• **TASK**
Output the entries exactly. Start at the first line, finish with the line containing "positive clicks: (159, 111)", and omit the pictures.

[Segmentation mask data]
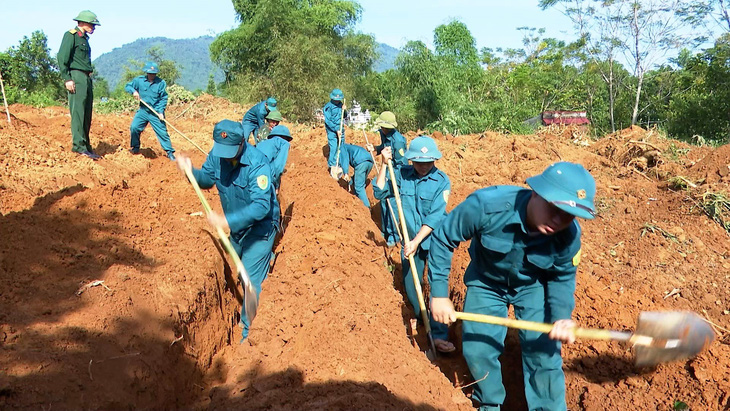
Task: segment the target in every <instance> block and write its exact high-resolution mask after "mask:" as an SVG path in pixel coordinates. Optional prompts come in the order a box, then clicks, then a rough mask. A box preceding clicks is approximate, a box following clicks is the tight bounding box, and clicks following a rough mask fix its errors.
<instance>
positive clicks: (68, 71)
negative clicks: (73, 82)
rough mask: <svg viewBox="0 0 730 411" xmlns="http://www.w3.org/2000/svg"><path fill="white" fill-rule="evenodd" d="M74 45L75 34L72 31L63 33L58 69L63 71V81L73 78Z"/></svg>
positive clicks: (68, 80) (58, 51)
mask: <svg viewBox="0 0 730 411" xmlns="http://www.w3.org/2000/svg"><path fill="white" fill-rule="evenodd" d="M73 47H74V35H73V34H72V33H71V32H68V31H67V32H66V33H64V34H63V39H62V40H61V48H60V49H59V50H58V56H57V59H58V69H59V71H60V72H61V78H63V81H64V82H66V81H69V80H71V58H72V56H71V54H72V53H73Z"/></svg>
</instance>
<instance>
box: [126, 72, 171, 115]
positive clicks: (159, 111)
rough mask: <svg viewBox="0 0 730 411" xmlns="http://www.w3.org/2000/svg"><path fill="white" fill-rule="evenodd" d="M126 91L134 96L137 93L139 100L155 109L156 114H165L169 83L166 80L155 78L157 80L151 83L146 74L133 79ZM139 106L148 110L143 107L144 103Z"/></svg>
mask: <svg viewBox="0 0 730 411" xmlns="http://www.w3.org/2000/svg"><path fill="white" fill-rule="evenodd" d="M124 90H125V91H126V92H127V93H129V94H134V92H135V91H136V92H137V93H139V98H140V99H142V100H144V102H145V103H147V104H149V105H150V107H152V108H154V109H155V111H156V112H158V113H160V114H162V113H164V112H165V108H166V107H167V98H168V96H167V83H165V80H163V79H161V78H159V77H157V76H155V79H154V80H153V81H152V82H151V83H150V82H149V81H148V80H147V75H146V74H144V75H141V76H137V77H135V78H133V79H132V81H130V82H129V83H127V85H126V86H124ZM139 106H140V108H143V107H144V108H145V109H146V110H147V107H145V106H144V105H142V103H139Z"/></svg>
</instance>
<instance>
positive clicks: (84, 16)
mask: <svg viewBox="0 0 730 411" xmlns="http://www.w3.org/2000/svg"><path fill="white" fill-rule="evenodd" d="M74 20H76V21H83V22H84V23H89V24H93V25H95V26H101V23H99V19H97V18H96V14H95V13H93V12H91V11H89V10H84V11H82V12H81V13H79V15H78V16H76V18H75V19H74Z"/></svg>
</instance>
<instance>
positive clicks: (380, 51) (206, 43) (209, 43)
mask: <svg viewBox="0 0 730 411" xmlns="http://www.w3.org/2000/svg"><path fill="white" fill-rule="evenodd" d="M214 39H215V38H214V37H211V36H202V37H198V38H194V39H178V40H175V39H168V38H166V37H153V38H143V39H138V40H135V41H134V42H132V43H128V44H125V45H123V46H121V47H117V48H115V49H114V50H112V51H110V52H108V53H104V54H102V55H101V56H99V57H98V58H97V59H96V60H94V62H93V63H94V67H96V71H97V72H98V73H99V75H100V76H102V77H104V79H106V80H107V81H108V82H109V87H110V88H111V89H112V90H113V89H114V87H116V85H117V83H119V81H120V79H121V77H122V74H124V67H125V66H129V61H130V60H137V61H146V60H147V59H148V57H147V50H149V48H150V47H153V46H159V47H161V48H162V50H163V52H164V56H165V58H166V59H168V60H173V61H175V62H177V63H178V64H179V65H180V67H181V70H180V73H181V77H180V80H178V84H180V85H181V86H183V87H185V88H186V89H188V90H191V91H194V90H198V89H200V90H205V89H206V88H207V87H208V76H209V75H210V73H211V72H212V73H214V79H215V81H216V83H220V82H222V81H223V80H224V77H223V71H221V70H220V69H218V68H216V67H215V66H214V65H213V63H212V62H211V61H210V51H209V48H210V43H212V42H213V40H214ZM377 53H378V59H377V60H376V61H375V64H373V69H374V70H375V71H378V72H381V71H385V70H388V69H391V68H393V67H395V58H396V56H397V55H398V49H395V48H393V47H390V46H389V45H387V44H383V43H377ZM161 77H162V78H164V77H165V75H164V73H162V74H161Z"/></svg>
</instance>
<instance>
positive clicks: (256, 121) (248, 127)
mask: <svg viewBox="0 0 730 411" xmlns="http://www.w3.org/2000/svg"><path fill="white" fill-rule="evenodd" d="M276 104H277V102H276V99H275V98H273V97H269V98H267V99H266V100H264V101H260V102H259V103H257V104H256V105H254V106H253V107H251V108H250V109H248V111H247V112H246V114H245V115H244V116H243V120H241V125H242V126H243V138H244V139H245V140H246V141H248V136H250V135H251V134H252V133H253V144H254V145H256V144H258V143H259V141H261V140H259V139H258V134H259V129H260V128H261V127H263V126H264V124H265V123H266V116H267V115H268V114H269V113H271V112H272V111H278V109H277V108H276Z"/></svg>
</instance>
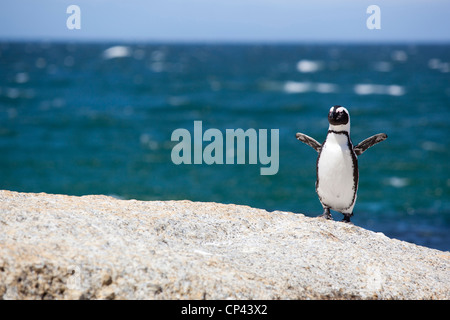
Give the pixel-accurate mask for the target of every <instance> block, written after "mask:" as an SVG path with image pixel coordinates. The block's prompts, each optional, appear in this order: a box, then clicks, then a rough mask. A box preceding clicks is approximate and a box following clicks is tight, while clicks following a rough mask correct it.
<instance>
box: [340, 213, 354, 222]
mask: <svg viewBox="0 0 450 320" xmlns="http://www.w3.org/2000/svg"><path fill="white" fill-rule="evenodd" d="M343 215H344V219H342V222H345V223H348V224H353V222H351V221H350V217H351V216H352V215H353V213H351V214H348V213H343Z"/></svg>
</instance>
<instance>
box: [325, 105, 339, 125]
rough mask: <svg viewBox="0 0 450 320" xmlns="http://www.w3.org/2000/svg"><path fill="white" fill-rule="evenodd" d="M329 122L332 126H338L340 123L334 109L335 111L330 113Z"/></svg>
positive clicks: (328, 116) (329, 116)
mask: <svg viewBox="0 0 450 320" xmlns="http://www.w3.org/2000/svg"><path fill="white" fill-rule="evenodd" d="M328 122H329V123H330V124H332V125H338V124H339V123H338V121H337V119H336V110H335V109H334V108H333V110H330V112H329V113H328Z"/></svg>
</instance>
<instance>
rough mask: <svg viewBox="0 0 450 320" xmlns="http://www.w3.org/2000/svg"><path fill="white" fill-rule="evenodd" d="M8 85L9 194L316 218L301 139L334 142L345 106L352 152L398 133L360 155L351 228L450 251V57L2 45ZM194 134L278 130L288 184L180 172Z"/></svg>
mask: <svg viewBox="0 0 450 320" xmlns="http://www.w3.org/2000/svg"><path fill="white" fill-rule="evenodd" d="M0 75H1V77H0V189H8V190H14V191H21V192H47V193H61V194H68V195H87V194H104V195H111V196H114V197H118V198H121V199H138V200H180V199H188V200H192V201H214V202H222V203H235V204H242V205H249V206H253V207H257V208H263V209H266V210H269V211H273V210H281V211H293V212H296V213H303V214H305V215H307V216H317V215H319V214H321V213H322V207H321V205H320V202H319V200H318V197H317V195H316V193H315V187H314V184H315V175H316V168H315V164H316V158H317V153H316V152H315V151H314V150H313V149H311V148H310V147H308V146H306V145H304V144H303V143H301V142H299V141H298V140H296V138H295V134H296V132H303V133H305V134H307V135H309V136H311V137H313V138H315V139H316V140H318V141H319V142H322V141H323V140H324V139H325V136H326V132H327V129H328V122H327V114H328V110H329V109H330V107H331V106H333V105H342V106H345V107H346V108H347V109H348V110H349V112H350V116H351V136H352V140H353V143H354V144H357V143H358V142H360V141H362V140H363V139H365V138H367V137H369V136H371V135H373V134H376V133H380V132H384V133H386V134H387V135H388V139H387V140H386V141H384V142H382V143H380V144H378V145H376V146H374V147H373V148H371V149H369V150H367V151H366V152H365V153H364V154H363V155H361V156H360V157H359V170H360V183H359V190H358V199H357V203H356V206H355V210H354V216H353V217H352V222H353V223H354V224H355V225H358V226H361V227H364V228H366V229H369V230H373V231H376V232H383V233H384V234H386V235H387V236H389V237H394V238H397V239H400V240H405V241H408V242H413V243H416V244H419V245H423V246H427V247H431V248H437V249H440V250H447V251H448V250H450V200H449V198H450V197H449V196H450V176H449V173H450V165H449V158H450V151H449V149H448V145H449V137H450V126H449V121H450V120H449V119H450V45H424V44H423V45H394V44H385V45H357V44H164V43H162V44H157V43H153V44H145V43H136V44H134V43H76V42H75V43H60V42H59V43H58V42H55V43H52V42H35V43H25V42H2V43H0ZM194 121H202V127H203V131H205V130H207V129H218V130H220V131H221V132H223V133H225V132H226V130H227V129H238V128H241V129H243V130H247V129H255V130H256V131H257V132H259V130H260V129H268V131H269V132H270V130H271V129H278V130H279V145H278V147H279V170H278V171H277V173H276V174H272V175H261V172H260V169H261V167H263V165H261V164H260V163H257V164H249V159H246V160H247V161H246V162H245V164H236V163H235V164H211V165H208V164H206V163H204V162H203V163H202V164H183V163H182V164H179V165H176V164H175V163H174V162H173V161H172V158H171V153H172V150H173V148H174V146H175V145H176V144H177V142H175V141H171V136H172V133H173V132H174V131H175V130H176V129H179V128H184V129H186V130H188V131H189V132H194ZM207 144H208V143H206V142H203V147H205V146H206V145H207ZM248 148H249V147H248V146H247V149H246V150H248ZM333 216H334V219H335V220H341V219H342V215H341V214H340V213H333Z"/></svg>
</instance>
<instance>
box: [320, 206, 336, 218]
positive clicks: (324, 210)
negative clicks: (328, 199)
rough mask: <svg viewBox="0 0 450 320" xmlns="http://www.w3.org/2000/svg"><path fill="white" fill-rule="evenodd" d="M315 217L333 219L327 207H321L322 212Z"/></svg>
mask: <svg viewBox="0 0 450 320" xmlns="http://www.w3.org/2000/svg"><path fill="white" fill-rule="evenodd" d="M317 218H325V219H327V220H333V217H332V216H331V213H330V209H328V208H326V209H323V213H322V214H321V215H319V216H317Z"/></svg>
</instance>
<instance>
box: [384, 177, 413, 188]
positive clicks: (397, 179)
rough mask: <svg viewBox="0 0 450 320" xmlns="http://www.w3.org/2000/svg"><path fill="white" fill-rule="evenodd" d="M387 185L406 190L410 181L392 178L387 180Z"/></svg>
mask: <svg viewBox="0 0 450 320" xmlns="http://www.w3.org/2000/svg"><path fill="white" fill-rule="evenodd" d="M385 182H386V184H388V185H390V186H392V187H394V188H404V187H406V186H407V185H408V184H409V179H407V178H400V177H390V178H388V179H386V180H385Z"/></svg>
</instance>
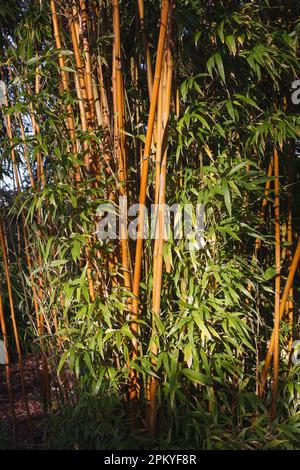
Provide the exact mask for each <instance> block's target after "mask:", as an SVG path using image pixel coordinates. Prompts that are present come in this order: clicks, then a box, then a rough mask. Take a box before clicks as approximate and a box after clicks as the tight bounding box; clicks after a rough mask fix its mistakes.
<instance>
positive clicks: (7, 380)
mask: <svg viewBox="0 0 300 470" xmlns="http://www.w3.org/2000/svg"><path fill="white" fill-rule="evenodd" d="M0 326H1V333H2V336H3V342H4V353H5V377H6V386H7V393H8V399H9V409H10V414H11V420H12V426H13V438H14V443H15V442H16V413H15V406H14V397H13V389H12V384H11V376H10V358H9V344H8V337H7V330H6V322H5V317H4V309H3V301H2V286H1V285H0Z"/></svg>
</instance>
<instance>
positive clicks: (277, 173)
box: [271, 149, 281, 419]
mask: <svg viewBox="0 0 300 470" xmlns="http://www.w3.org/2000/svg"><path fill="white" fill-rule="evenodd" d="M274 176H275V180H274V185H275V198H274V207H275V269H276V276H275V312H274V356H273V388H272V412H271V414H272V418H273V419H274V418H275V416H276V406H277V395H278V373H279V371H278V369H279V332H280V269H281V250H280V198H279V157H278V151H277V149H274Z"/></svg>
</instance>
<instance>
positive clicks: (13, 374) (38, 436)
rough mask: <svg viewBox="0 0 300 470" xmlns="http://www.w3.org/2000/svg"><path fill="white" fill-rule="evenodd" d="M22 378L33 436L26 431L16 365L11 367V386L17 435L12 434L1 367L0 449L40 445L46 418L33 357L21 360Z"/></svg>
mask: <svg viewBox="0 0 300 470" xmlns="http://www.w3.org/2000/svg"><path fill="white" fill-rule="evenodd" d="M23 368H24V379H25V383H26V391H27V396H28V405H29V411H30V416H31V422H32V434H33V441H34V442H32V436H31V433H30V430H29V425H28V417H27V413H26V408H25V404H24V400H23V398H22V387H21V381H20V369H19V364H18V363H17V362H13V363H12V364H11V368H10V369H11V383H12V389H13V396H14V409H15V415H16V433H15V438H14V431H13V425H12V419H11V413H10V404H9V398H8V393H7V384H6V377H5V366H4V365H0V449H10V448H17V449H29V448H31V449H32V448H33V447H36V446H38V447H39V446H41V445H42V430H41V429H42V427H41V422H42V419H43V418H44V417H45V412H44V410H43V404H42V401H41V399H40V397H41V378H40V377H41V375H40V374H41V372H40V370H39V368H40V365H39V364H37V362H36V360H35V359H34V358H33V357H32V356H27V357H26V358H25V359H23Z"/></svg>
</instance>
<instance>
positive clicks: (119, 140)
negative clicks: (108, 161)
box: [113, 0, 131, 290]
mask: <svg viewBox="0 0 300 470" xmlns="http://www.w3.org/2000/svg"><path fill="white" fill-rule="evenodd" d="M113 26H114V48H113V66H114V69H115V70H114V78H115V79H114V81H113V95H114V106H115V108H116V114H115V117H114V119H115V121H116V122H115V126H114V129H115V133H116V134H115V143H116V153H117V158H118V164H119V165H118V166H119V193H120V195H121V196H122V197H125V198H126V201H127V190H126V179H127V177H126V166H127V165H126V149H125V142H124V99H123V94H124V90H123V74H122V65H121V35H120V11H119V1H118V0H114V1H113ZM122 222H123V223H122V224H121V233H120V239H121V256H122V270H123V275H124V285H125V287H126V288H127V289H129V290H131V274H130V261H129V248H128V234H127V228H126V225H127V220H125V221H122Z"/></svg>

• **SOLVED PROBLEM**
Task: segment the target in every <instance> block and write its exact high-resolution mask after "mask:" as an SVG path in pixel coordinates. Optional prompts come in the order a box, then clicks, then a rough mask. A box preceding clicks is approximate, a box following clicks is the tight bounding box, and clicks following a rough mask fix its errors.
<instance>
positive clicks: (68, 71)
negative clicks: (73, 82)
rough mask: <svg viewBox="0 0 730 411" xmlns="http://www.w3.org/2000/svg"><path fill="white" fill-rule="evenodd" d="M74 45L75 34L72 31L63 33L58 69L63 71V81L73 78Z"/></svg>
positive clicks: (68, 80) (58, 51)
mask: <svg viewBox="0 0 730 411" xmlns="http://www.w3.org/2000/svg"><path fill="white" fill-rule="evenodd" d="M73 47H74V35H73V34H72V33H71V32H68V31H67V32H66V33H64V34H63V39H62V40H61V48H60V49H59V50H58V56H57V59H58V69H59V71H60V72H61V78H63V81H64V82H66V81H69V80H71V58H72V56H71V54H72V53H73Z"/></svg>
</instance>
<instance>
box: [126, 72, 171, 115]
positive clicks: (159, 111)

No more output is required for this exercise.